• _Your instructions_: Take the line that has "Point to the open" in it and every line after it to the end of the entries, and reproduce them exactly.

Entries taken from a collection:
-- Opening Marker --

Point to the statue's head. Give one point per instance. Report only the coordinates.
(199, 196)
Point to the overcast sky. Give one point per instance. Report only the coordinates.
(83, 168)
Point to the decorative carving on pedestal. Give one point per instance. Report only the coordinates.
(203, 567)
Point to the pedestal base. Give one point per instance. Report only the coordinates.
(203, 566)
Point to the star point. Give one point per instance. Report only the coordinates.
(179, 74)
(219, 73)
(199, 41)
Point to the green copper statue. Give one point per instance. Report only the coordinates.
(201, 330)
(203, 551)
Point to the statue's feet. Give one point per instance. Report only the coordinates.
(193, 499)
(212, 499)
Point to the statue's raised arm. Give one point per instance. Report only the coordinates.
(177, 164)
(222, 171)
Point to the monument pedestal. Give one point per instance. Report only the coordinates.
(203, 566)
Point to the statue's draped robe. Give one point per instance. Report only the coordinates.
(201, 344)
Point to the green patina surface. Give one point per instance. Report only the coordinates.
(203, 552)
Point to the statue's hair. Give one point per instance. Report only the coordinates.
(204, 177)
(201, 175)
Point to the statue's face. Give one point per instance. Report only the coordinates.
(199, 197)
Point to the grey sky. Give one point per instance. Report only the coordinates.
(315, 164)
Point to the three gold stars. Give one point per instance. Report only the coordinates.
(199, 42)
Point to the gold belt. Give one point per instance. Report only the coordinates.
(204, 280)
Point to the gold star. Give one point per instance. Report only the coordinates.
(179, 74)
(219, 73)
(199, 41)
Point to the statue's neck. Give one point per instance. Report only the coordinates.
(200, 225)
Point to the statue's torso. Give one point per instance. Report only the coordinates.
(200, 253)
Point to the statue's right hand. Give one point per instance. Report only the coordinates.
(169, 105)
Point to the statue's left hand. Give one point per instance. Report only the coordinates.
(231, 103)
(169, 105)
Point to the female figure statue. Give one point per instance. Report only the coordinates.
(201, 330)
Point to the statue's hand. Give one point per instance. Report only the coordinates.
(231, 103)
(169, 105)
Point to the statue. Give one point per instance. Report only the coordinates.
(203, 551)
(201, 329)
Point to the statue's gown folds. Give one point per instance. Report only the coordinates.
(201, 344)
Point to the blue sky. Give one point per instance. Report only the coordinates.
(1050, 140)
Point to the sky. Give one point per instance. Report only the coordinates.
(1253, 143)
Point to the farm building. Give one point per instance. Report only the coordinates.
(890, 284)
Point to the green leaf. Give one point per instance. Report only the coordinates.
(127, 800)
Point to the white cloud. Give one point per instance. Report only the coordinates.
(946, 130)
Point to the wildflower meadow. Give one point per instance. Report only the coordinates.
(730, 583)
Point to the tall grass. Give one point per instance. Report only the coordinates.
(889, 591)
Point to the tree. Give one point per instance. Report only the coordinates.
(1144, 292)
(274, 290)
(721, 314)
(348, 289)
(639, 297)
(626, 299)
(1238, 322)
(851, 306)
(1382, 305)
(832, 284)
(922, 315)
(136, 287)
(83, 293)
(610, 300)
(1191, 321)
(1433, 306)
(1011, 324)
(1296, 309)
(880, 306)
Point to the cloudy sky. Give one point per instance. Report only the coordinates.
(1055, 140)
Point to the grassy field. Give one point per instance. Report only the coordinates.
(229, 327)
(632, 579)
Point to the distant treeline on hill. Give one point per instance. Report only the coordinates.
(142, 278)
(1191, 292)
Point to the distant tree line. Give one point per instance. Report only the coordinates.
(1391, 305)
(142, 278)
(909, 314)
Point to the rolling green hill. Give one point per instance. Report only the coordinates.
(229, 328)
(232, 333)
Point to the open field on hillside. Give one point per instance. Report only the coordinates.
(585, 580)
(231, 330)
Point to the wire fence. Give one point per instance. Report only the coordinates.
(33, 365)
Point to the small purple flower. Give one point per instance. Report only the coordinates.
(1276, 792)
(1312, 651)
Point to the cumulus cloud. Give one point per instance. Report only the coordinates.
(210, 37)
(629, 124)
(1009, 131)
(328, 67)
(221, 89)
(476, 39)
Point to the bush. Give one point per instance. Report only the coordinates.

-- Closing Marker --

• _Answer section_:
Point to the open field on hillside. Give one point per instance. Report only the coordinates.
(585, 580)
(231, 330)
Point to the wire fence. Give one point per instance. Report only the coordinates.
(33, 365)
Point to the small purple flower. Give one point per instance. Report only the coordinates.
(1276, 792)
(1312, 651)
Point to the cumulus cloud. Give one point per instance. Report only the coordinates.
(210, 37)
(629, 124)
(1009, 131)
(328, 67)
(221, 89)
(476, 39)
Point to the bush. Give one point per instance. Report only the coordinates.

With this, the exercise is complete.